## [What you need to do]
Reproduce the listing verbatim through the line with "form (157, 471)?".

## [Supplied entries]
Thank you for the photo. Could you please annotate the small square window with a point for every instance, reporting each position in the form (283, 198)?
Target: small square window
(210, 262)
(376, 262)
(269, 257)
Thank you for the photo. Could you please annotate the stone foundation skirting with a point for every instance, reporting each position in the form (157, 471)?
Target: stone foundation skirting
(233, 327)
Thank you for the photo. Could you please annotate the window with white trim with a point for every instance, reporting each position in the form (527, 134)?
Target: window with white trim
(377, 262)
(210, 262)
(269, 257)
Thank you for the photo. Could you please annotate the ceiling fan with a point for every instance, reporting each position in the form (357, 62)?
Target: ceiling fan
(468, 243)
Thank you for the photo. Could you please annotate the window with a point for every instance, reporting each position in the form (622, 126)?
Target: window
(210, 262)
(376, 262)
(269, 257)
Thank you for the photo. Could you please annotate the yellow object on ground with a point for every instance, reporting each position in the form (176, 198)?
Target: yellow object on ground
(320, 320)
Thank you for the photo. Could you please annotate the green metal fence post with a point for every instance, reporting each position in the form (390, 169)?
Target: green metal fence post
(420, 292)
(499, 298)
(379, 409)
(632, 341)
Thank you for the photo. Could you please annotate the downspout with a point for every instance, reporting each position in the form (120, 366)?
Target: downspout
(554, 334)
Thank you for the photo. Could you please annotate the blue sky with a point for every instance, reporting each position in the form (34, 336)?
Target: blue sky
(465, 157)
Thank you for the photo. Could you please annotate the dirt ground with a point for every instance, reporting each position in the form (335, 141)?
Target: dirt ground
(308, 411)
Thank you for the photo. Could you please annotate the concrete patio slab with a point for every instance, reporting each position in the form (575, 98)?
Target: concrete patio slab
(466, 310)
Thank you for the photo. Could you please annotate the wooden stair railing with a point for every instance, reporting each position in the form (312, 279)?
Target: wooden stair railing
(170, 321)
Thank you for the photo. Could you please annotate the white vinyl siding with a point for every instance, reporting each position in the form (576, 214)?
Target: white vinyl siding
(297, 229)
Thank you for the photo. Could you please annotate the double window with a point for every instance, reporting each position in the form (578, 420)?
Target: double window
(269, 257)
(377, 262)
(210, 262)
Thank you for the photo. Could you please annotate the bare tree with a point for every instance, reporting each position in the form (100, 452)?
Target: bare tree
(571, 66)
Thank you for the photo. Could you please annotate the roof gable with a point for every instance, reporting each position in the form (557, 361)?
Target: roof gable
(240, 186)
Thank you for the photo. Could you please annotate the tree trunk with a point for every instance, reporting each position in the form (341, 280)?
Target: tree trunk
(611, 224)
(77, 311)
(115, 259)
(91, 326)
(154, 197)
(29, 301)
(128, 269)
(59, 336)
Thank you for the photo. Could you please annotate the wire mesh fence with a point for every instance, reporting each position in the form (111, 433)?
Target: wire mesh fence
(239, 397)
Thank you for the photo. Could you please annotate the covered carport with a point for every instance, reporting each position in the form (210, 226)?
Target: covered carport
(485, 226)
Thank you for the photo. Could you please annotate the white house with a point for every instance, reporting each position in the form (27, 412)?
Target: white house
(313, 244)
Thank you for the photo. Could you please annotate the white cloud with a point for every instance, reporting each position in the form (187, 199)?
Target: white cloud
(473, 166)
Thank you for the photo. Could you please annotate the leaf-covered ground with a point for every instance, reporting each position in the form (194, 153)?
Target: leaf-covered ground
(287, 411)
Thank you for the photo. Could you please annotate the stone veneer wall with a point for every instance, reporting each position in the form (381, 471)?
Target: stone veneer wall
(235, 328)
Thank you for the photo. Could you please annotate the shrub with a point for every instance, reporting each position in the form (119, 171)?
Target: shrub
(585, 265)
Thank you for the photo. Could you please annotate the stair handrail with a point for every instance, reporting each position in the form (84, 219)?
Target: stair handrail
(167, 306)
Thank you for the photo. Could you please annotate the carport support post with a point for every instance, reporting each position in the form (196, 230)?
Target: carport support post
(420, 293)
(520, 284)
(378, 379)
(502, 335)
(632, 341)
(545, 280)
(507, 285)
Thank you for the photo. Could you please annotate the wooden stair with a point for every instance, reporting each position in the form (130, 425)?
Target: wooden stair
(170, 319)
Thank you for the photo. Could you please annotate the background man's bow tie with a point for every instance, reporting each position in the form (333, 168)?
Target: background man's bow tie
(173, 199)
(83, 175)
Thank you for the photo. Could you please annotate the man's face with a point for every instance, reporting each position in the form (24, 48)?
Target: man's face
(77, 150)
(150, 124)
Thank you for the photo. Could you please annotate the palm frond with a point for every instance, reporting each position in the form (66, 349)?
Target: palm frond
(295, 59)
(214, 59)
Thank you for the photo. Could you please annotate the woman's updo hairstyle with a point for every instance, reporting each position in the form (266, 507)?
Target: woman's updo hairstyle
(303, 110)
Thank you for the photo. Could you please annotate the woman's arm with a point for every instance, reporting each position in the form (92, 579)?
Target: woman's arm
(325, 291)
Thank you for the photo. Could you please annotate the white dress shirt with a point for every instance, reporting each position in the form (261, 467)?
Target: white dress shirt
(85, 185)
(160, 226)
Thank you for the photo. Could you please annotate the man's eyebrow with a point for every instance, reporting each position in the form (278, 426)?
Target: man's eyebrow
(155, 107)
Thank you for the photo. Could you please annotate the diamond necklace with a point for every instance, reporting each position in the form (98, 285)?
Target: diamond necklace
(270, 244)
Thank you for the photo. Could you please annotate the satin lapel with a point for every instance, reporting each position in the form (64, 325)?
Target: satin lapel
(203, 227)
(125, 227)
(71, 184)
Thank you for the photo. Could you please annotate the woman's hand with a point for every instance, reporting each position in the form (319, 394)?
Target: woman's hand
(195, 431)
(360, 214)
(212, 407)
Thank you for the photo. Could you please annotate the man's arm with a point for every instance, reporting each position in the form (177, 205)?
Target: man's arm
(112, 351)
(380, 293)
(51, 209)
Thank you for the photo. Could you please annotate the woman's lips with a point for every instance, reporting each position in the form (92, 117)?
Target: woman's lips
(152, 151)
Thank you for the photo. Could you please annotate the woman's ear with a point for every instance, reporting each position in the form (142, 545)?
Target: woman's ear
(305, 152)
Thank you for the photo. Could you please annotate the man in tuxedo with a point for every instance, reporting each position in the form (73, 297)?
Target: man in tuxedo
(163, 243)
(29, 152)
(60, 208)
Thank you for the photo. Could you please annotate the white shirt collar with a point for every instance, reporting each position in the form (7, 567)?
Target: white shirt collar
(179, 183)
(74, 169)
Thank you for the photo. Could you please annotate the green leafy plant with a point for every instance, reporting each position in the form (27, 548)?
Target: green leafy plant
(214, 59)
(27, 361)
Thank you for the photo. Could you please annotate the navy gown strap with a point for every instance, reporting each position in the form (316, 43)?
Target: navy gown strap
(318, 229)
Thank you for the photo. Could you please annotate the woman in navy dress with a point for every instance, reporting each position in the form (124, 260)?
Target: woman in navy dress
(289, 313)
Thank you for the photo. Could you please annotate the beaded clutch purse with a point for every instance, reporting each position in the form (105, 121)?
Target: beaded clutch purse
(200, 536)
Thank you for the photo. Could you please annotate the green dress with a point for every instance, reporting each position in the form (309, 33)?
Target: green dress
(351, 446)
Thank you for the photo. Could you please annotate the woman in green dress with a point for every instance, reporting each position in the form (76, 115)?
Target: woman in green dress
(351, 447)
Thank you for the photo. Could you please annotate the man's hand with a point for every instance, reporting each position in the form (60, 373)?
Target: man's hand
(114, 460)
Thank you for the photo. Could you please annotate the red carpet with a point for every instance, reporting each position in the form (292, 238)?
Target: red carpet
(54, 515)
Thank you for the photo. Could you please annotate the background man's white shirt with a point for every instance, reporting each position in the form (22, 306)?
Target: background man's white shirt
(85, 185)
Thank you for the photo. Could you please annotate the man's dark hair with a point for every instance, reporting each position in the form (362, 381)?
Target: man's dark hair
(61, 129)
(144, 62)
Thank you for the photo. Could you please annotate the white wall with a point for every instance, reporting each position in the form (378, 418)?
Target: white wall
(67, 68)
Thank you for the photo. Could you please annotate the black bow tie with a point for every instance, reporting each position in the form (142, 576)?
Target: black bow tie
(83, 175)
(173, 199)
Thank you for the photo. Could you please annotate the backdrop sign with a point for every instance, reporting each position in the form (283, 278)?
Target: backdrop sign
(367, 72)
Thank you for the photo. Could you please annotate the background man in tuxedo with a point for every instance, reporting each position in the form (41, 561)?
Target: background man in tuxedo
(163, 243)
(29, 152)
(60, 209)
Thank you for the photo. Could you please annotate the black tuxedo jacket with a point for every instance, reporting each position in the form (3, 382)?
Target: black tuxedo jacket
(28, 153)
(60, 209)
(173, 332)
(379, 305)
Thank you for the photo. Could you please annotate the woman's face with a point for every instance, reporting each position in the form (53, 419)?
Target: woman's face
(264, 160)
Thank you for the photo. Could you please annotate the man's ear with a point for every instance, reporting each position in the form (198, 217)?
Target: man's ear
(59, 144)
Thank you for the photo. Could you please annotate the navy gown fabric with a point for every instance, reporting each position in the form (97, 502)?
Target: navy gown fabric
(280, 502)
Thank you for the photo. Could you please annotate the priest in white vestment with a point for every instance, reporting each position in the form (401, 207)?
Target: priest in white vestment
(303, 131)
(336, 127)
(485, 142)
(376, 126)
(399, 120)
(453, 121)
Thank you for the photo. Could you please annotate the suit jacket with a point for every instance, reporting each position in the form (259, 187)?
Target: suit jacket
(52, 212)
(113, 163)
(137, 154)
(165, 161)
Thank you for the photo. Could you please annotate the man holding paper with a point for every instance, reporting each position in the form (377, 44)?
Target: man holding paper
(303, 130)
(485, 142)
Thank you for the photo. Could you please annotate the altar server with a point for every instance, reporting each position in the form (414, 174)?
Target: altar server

## [Solution for this problem]
Thank you for the photo. Could you please annotate the small square window with a point for every instance, reporting each position in the form (283, 198)?
Target: small square window
(210, 262)
(376, 262)
(269, 257)
Thank you for the photo. Could you please annotate the stone foundation skirting with a point for every instance, reporting each position in the form (157, 471)?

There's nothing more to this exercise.